[[ Provided records open ]]
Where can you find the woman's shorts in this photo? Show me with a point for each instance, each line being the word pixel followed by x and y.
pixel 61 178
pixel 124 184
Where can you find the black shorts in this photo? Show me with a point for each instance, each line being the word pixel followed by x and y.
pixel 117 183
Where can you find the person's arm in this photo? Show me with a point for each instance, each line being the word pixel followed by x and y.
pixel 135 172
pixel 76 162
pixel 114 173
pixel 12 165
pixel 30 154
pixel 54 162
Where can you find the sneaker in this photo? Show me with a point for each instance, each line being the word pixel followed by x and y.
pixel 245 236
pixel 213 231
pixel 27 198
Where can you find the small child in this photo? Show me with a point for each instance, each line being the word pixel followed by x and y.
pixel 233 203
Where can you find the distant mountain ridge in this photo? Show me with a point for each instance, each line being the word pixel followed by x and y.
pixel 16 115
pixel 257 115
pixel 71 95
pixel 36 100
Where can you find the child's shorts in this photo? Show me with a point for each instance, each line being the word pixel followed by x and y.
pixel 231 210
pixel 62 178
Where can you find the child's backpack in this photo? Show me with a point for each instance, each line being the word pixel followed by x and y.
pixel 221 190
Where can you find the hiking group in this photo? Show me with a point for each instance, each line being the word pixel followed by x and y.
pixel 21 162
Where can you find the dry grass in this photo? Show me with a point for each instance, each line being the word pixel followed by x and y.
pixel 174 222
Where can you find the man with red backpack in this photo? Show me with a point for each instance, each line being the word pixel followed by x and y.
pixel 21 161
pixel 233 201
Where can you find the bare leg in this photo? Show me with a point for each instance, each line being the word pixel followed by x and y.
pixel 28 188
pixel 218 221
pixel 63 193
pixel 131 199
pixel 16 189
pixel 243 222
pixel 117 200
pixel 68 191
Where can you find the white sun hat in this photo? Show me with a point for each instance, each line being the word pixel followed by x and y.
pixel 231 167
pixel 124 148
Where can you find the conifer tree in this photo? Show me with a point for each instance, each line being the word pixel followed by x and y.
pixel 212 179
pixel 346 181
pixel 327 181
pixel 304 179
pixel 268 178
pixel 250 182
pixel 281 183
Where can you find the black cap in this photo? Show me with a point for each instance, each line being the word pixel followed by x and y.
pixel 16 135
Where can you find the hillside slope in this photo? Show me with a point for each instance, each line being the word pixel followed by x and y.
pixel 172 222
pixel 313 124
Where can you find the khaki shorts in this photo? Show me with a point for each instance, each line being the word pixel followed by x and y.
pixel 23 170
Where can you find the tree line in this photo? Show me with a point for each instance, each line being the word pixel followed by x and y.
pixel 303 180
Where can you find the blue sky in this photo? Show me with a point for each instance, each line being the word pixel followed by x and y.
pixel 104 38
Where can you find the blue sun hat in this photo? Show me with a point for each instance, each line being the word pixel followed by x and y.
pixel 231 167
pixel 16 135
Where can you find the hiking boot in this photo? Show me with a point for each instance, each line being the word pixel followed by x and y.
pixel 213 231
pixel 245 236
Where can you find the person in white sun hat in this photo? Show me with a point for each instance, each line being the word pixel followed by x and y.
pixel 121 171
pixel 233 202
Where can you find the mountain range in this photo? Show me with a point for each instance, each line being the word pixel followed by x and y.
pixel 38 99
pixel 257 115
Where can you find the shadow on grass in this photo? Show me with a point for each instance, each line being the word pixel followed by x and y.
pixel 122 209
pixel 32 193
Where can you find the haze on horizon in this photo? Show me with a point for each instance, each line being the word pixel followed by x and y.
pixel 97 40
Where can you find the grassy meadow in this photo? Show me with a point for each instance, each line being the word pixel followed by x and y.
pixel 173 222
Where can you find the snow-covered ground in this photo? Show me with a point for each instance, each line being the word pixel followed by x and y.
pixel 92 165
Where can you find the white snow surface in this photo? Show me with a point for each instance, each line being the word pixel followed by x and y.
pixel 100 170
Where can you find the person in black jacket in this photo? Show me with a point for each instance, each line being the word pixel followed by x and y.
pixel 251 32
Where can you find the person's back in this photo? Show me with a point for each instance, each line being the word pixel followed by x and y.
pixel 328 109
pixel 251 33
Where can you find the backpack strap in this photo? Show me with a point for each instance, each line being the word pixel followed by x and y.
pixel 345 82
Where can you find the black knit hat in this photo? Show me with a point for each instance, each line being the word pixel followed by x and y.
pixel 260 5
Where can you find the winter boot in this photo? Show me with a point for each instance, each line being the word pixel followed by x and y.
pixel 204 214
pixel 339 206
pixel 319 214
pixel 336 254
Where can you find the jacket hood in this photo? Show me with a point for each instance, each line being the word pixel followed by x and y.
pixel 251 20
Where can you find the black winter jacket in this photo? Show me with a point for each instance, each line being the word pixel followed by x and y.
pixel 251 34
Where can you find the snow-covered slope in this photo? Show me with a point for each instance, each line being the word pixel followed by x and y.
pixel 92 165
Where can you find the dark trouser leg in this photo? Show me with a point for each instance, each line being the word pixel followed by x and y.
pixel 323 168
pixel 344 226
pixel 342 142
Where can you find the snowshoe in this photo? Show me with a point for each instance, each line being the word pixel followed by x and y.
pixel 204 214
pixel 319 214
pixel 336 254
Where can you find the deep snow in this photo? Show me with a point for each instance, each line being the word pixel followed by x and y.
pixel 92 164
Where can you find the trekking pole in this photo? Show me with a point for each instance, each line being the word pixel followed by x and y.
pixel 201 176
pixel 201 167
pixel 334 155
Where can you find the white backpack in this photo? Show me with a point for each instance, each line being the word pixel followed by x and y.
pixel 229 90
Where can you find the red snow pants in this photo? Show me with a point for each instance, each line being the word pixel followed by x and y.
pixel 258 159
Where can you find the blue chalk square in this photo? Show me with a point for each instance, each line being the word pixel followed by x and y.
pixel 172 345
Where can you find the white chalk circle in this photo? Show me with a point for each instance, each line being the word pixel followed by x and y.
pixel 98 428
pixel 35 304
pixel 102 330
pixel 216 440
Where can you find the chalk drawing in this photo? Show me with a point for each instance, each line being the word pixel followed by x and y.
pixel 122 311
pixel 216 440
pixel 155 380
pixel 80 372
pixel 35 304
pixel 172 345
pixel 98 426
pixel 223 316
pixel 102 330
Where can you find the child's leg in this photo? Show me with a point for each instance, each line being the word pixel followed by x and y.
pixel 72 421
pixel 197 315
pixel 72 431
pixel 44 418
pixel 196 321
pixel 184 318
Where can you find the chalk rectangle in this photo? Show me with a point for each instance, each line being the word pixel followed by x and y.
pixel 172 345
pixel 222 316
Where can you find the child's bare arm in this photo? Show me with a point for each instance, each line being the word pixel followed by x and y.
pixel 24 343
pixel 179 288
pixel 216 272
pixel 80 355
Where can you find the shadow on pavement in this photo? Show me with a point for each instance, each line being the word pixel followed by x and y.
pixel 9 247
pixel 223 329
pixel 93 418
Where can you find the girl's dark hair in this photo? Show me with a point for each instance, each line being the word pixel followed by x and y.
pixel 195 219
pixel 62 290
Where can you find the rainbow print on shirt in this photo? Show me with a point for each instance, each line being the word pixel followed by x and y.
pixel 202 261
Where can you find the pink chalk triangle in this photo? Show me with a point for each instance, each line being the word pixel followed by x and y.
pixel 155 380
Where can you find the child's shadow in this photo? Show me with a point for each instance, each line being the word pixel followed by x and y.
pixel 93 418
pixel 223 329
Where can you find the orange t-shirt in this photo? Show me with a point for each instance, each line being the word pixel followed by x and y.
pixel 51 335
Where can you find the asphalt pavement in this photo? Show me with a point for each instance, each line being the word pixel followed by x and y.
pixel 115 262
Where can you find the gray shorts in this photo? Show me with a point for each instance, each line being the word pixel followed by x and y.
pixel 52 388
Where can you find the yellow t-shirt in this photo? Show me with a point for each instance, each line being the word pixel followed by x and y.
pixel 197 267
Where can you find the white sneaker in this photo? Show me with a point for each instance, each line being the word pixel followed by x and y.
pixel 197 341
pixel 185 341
[[ Provided records closed ]]
**Exercise prompt:** Starting at the line with "Where can you find the orange", copy every line up to and including the last one in the entries above.

**Solution to the exercise:**
Where can you find the orange t-shirt in this photo? Show me with a point for each instance, each line being the word pixel followed by x and y.
pixel 51 335
Where can you find the asphalt pavement in this photo? Show me with a point for each instance, each line being the word pixel followed by x and y.
pixel 115 262
Where can you find the gray shorts in this photo? Show me with a point for each instance, each line being the word pixel followed by x and y.
pixel 52 388
Where can you find the yellow t-shirt in this photo? Show me with a point for each instance, each line being the word pixel followed by x and y.
pixel 197 267
Where can you find the white sneaker in this photo? Show me with a point for each instance, each line being the word pixel followed by x and y.
pixel 197 341
pixel 185 341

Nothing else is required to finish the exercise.